Question

Water has the following thermodynamic values: ΔH°fus of H2O = 6.02 kJ/mol ΔH°vap of H2O = 40.7 kJ/mol heat capacity of solid H2O = 2.09 J/g°C heat capacity of liquid H2O = 4.18 J/g°C heat capacity of gaseous H2O = 1.97 J/g°C How much energy (in kJ) is required to raise the temperature of 25.0 g of H2O from -101°C to 218°C? Enter your answer in units of kJ to three significant figures.

Answer 1

Ti = -101.0 oC
Tf = 218.0 oC
here
Cs = 2.09 J/g.oC

Heat required to convert solid from -101.0 oC to 0.0 oC
Q1 = m*Cs*(Tf-Ti)
= 25 g * 2.09 J/g.oC *(0--101) oC
= 5277.25 J

Hf = 6.02KJ/mol =
6020J/mol


Lets convert mass to mol
Molar mass of H2O = 18.016 g/mol
number of mol
n= mass/molar mass
= 25.0/18.016
= 1.3877 mol

Heat required to convert solid to liquid at 0.0 oC
Q2 = n*Hf
= 1.3877 mol *6020 J/mol
= 8353.6856 J

Cl = 4.18 J/g.oC

Heat required to convert liquid from 0.0 oC to 100.0 oC
Q3 = m*Cl*(Tf-Ti)
= 25 g * 4.18 J/g.oC *(100-0) oC
= 10450 J

Hv = 40.7KJ/mol =
40700J/mol


Lets convert mass to mol
Molar mass of H2O = 18.016 g/mol
number of mol
n= mass/molar mass
= 25.0/18.016
= 1.3877 mol

Heat required to convert liquid to gas at 100.0 oC
Q4 = n*Hv
= 1.3877 mol *40700 J/mol
= 56477.5755 J

Cg = 1.97 J/g.oC

Heat required to convert vapour from 100.0 oC to 218.0 oC
Q5 = m*Cg*(Tf-Ti)
= 25 g * 1.97 J/g.oC *(218-100) oC
= 5811.5 J

Total heat required = Q1 + Q2 + Q3 + Q4 + Q5
= 5277.25 J + 8353.6856 J + 10450 J + 56477.5755 J + 5811.5 J
= 86370 J
= 86.4 KJ
Answer: 86.4 KJ

DATASET RECORDS >>
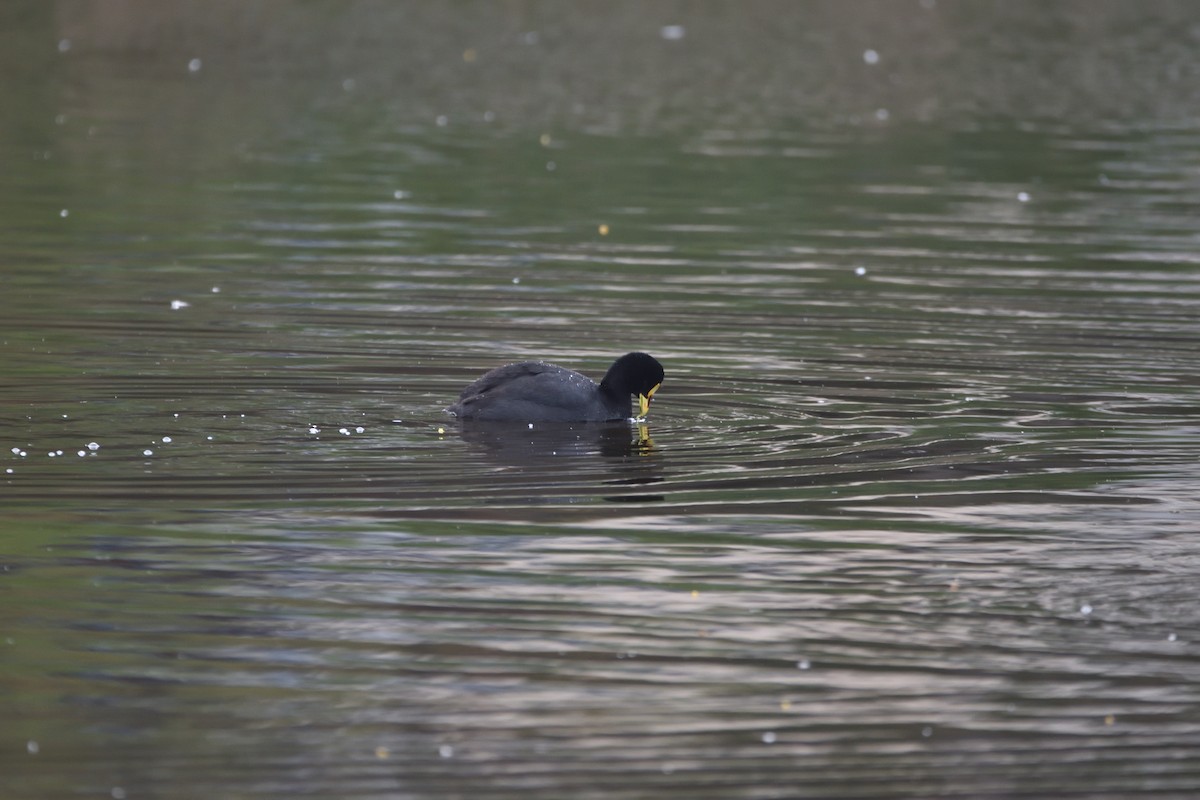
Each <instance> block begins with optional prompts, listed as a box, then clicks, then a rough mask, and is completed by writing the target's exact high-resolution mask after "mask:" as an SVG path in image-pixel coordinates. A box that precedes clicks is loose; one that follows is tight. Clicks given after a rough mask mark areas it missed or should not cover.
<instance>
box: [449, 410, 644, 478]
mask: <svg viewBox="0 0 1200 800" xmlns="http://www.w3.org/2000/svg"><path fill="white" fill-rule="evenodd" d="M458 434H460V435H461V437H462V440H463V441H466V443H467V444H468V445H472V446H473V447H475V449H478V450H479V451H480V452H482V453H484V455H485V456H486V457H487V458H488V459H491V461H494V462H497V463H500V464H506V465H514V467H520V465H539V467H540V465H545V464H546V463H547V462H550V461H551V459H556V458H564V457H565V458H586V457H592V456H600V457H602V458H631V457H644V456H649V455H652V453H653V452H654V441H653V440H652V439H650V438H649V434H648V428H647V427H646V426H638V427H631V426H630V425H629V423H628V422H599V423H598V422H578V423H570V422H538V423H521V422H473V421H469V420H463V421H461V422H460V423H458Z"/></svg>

==

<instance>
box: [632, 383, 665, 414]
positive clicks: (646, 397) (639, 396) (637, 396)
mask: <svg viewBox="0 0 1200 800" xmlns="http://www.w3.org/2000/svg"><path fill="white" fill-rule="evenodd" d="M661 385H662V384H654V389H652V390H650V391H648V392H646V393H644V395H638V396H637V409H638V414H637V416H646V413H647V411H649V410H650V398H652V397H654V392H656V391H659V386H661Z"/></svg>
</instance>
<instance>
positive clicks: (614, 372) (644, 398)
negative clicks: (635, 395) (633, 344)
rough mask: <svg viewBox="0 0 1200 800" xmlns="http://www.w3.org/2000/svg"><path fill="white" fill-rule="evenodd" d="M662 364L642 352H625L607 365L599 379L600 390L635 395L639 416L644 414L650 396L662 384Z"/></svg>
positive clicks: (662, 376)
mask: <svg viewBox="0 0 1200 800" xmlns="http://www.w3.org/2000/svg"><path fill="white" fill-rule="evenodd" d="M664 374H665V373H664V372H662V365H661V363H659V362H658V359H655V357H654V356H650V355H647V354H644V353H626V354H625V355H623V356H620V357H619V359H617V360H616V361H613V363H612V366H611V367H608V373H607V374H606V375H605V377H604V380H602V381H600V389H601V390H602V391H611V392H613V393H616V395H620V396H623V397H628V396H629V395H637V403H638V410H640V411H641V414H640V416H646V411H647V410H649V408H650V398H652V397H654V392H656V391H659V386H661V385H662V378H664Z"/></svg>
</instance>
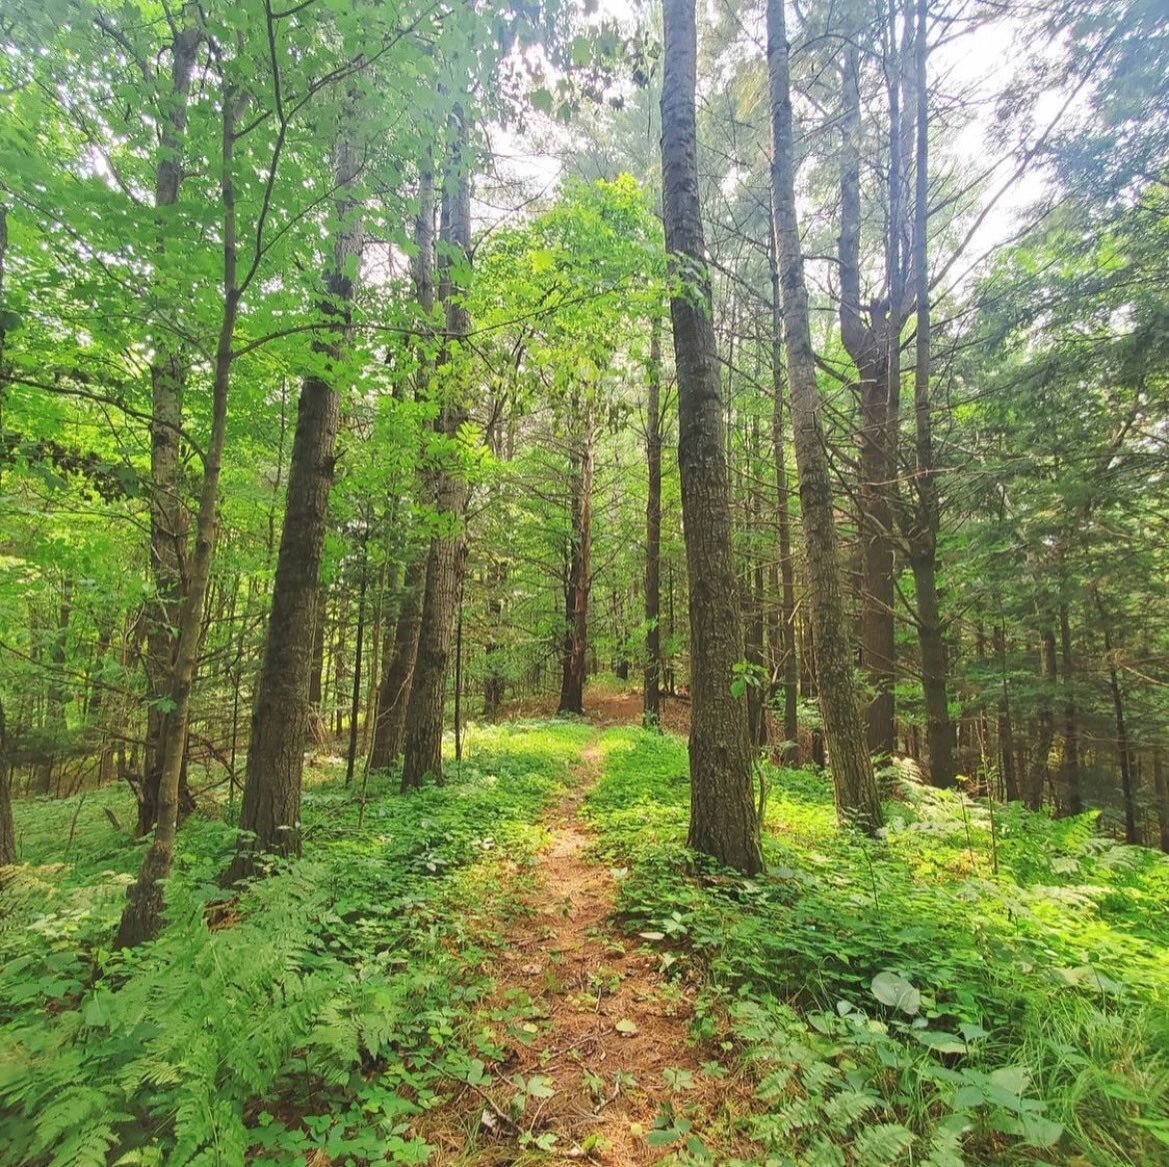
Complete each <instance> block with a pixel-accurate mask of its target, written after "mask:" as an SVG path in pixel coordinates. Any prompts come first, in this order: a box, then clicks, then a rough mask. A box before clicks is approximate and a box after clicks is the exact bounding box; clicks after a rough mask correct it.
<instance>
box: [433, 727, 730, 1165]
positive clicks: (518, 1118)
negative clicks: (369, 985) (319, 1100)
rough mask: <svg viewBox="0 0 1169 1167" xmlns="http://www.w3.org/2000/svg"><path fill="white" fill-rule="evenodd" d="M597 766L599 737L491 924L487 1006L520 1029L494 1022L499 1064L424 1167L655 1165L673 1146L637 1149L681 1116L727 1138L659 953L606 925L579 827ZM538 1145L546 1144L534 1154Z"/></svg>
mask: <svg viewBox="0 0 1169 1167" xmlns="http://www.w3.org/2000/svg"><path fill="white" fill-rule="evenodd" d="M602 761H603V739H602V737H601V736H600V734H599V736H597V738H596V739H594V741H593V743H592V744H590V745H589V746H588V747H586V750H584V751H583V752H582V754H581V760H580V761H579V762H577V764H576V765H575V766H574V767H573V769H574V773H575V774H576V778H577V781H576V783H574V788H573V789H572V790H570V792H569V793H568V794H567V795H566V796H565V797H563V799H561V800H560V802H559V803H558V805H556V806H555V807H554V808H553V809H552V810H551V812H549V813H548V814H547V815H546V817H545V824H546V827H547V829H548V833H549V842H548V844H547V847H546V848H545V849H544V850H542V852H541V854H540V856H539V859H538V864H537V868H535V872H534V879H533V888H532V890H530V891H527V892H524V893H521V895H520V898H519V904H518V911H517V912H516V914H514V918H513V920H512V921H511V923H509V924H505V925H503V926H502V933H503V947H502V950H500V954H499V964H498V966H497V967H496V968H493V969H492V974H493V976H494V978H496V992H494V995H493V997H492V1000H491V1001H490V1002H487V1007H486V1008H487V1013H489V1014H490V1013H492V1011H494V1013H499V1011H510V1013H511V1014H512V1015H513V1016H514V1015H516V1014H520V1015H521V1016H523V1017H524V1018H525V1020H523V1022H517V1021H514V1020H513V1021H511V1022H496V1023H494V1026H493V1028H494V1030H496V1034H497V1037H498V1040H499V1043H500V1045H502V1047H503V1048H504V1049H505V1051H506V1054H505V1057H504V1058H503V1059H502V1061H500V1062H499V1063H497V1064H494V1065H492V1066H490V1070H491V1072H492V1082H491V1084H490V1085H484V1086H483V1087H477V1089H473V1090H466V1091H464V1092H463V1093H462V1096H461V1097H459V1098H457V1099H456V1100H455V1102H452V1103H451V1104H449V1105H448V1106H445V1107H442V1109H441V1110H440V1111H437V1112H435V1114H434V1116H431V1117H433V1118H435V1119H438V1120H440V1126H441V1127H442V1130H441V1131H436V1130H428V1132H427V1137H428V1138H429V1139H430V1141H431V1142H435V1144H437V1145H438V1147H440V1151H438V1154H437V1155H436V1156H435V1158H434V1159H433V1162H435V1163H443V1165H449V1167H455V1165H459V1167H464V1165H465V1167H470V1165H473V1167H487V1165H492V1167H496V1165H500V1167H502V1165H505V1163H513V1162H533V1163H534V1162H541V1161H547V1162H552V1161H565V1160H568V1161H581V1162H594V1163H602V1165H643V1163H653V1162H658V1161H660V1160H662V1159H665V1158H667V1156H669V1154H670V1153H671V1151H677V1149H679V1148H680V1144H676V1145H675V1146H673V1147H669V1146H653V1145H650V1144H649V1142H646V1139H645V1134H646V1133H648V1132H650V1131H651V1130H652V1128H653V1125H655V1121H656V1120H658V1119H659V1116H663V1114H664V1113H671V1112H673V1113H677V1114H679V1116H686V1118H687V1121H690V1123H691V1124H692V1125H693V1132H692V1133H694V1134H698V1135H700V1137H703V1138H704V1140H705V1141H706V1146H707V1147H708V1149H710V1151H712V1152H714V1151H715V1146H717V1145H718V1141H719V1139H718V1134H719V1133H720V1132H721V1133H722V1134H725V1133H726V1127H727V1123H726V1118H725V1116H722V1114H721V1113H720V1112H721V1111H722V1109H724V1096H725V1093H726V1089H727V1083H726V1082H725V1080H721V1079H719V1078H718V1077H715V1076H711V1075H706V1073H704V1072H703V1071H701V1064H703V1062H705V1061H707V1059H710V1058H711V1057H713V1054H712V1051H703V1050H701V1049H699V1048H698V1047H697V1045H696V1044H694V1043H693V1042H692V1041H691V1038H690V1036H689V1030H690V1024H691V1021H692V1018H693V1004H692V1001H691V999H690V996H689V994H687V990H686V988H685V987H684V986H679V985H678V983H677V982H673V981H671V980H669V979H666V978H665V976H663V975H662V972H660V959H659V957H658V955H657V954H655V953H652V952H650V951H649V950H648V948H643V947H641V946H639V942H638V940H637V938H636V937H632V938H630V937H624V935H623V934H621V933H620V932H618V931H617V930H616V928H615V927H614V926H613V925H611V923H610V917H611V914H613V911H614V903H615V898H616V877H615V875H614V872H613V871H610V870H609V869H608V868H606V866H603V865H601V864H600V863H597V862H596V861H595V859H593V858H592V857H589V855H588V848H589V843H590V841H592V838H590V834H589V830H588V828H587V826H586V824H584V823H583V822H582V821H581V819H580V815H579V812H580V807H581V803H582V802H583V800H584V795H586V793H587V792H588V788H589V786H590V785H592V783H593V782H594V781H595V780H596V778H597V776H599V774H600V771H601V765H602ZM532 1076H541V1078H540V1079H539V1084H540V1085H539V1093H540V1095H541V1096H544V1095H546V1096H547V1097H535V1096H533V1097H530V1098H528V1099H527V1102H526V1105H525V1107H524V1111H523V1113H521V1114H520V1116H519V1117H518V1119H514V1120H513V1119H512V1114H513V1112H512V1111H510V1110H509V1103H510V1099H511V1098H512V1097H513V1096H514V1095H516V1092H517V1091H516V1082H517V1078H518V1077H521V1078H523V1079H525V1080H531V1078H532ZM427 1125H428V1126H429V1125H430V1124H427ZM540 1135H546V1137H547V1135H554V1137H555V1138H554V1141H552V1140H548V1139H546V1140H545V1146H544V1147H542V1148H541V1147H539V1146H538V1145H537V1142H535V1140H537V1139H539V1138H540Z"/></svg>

WHAT IS NEEDED >> Reproduce the part of the water heat-calculation text between "Heat required to convert solid to" and "Q3 = m*Cl*(Tf-Ti)", inclusive. None of the entries is needed for this work.

ANSWER TO THIS PROBLEM >>
Heat required to convert solid to liquid at 0.0 oC
Q2 = n*Hf
= 1.3877 mol *6020 J/mol
= 8353.6856 J

Cl = 4.18 J/g.oC

Heat required to convert liquid from 0.0 oC to 100.0 oC
Q3 = m*Cl*(Tf-Ti)